- _DE RECORDS_:

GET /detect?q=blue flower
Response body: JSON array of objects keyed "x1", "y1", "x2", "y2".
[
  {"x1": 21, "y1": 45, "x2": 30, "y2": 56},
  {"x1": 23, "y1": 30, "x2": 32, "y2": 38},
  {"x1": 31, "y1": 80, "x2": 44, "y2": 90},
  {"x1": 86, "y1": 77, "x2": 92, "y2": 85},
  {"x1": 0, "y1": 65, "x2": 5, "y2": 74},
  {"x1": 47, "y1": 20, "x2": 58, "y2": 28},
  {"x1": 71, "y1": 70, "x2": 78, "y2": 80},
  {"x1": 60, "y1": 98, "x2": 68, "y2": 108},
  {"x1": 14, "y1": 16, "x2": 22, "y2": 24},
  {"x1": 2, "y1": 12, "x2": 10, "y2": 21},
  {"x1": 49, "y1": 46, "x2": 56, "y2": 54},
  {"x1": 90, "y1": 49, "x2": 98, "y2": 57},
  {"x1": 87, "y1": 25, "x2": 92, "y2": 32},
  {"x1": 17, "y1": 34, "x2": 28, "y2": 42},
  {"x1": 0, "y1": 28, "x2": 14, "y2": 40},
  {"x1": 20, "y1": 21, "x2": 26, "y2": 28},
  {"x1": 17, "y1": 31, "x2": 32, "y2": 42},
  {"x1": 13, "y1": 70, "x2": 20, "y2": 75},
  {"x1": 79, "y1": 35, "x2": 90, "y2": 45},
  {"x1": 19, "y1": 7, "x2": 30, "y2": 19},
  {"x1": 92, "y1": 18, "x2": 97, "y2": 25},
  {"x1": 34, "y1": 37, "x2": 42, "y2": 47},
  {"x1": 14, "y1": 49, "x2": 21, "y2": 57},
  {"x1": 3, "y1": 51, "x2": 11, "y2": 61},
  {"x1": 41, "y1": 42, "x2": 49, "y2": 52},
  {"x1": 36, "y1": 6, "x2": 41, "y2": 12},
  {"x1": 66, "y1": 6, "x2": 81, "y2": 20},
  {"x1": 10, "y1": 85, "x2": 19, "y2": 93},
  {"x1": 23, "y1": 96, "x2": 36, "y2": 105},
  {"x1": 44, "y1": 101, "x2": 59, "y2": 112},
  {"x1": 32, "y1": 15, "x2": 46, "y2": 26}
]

* * *

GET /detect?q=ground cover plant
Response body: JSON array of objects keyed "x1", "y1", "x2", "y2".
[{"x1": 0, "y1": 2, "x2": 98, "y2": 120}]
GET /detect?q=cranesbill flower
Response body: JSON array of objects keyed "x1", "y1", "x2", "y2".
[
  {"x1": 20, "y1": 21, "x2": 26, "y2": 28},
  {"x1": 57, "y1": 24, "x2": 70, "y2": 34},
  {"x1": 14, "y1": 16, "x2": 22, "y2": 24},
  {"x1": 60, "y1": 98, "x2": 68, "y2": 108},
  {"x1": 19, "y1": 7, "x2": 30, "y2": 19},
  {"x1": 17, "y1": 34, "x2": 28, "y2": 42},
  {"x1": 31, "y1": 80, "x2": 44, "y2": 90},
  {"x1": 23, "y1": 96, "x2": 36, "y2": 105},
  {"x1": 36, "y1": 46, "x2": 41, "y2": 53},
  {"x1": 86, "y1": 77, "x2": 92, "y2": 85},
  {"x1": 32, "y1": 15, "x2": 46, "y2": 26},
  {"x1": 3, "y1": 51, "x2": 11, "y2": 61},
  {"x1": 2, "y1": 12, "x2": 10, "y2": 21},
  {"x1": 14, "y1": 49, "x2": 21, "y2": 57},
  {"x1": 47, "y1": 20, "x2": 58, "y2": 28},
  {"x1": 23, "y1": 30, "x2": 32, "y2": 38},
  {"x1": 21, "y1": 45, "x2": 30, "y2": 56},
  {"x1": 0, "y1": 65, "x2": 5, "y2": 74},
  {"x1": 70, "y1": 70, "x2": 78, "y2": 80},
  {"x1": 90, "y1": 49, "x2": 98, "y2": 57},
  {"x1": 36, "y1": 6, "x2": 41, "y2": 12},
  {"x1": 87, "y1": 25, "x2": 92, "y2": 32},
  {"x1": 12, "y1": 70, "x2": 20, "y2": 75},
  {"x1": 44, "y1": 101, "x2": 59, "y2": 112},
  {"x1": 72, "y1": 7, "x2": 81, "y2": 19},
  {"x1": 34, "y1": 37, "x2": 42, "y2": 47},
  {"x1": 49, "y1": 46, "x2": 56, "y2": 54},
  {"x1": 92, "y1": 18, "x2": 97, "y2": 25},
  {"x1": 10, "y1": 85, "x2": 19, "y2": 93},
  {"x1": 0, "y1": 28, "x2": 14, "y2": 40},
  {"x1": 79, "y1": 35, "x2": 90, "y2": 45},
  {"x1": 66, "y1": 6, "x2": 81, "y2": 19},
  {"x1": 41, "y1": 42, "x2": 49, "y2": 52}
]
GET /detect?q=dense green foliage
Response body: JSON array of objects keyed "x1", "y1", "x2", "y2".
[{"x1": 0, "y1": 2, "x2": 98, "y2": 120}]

- _UW OPDRACHT_: Filter uit de records alle regels die de tekenreeks "detect" bevatten en neem deze over. Het onderscheid tussen hoofdletters en kleine letters telt mee.

- _RESULTAAT VAN OPDRACHT_:
GET /detect?q=blue flower
GET /detect?q=ground cover plant
GET /detect?q=cranesbill flower
GET /detect?q=dense green foliage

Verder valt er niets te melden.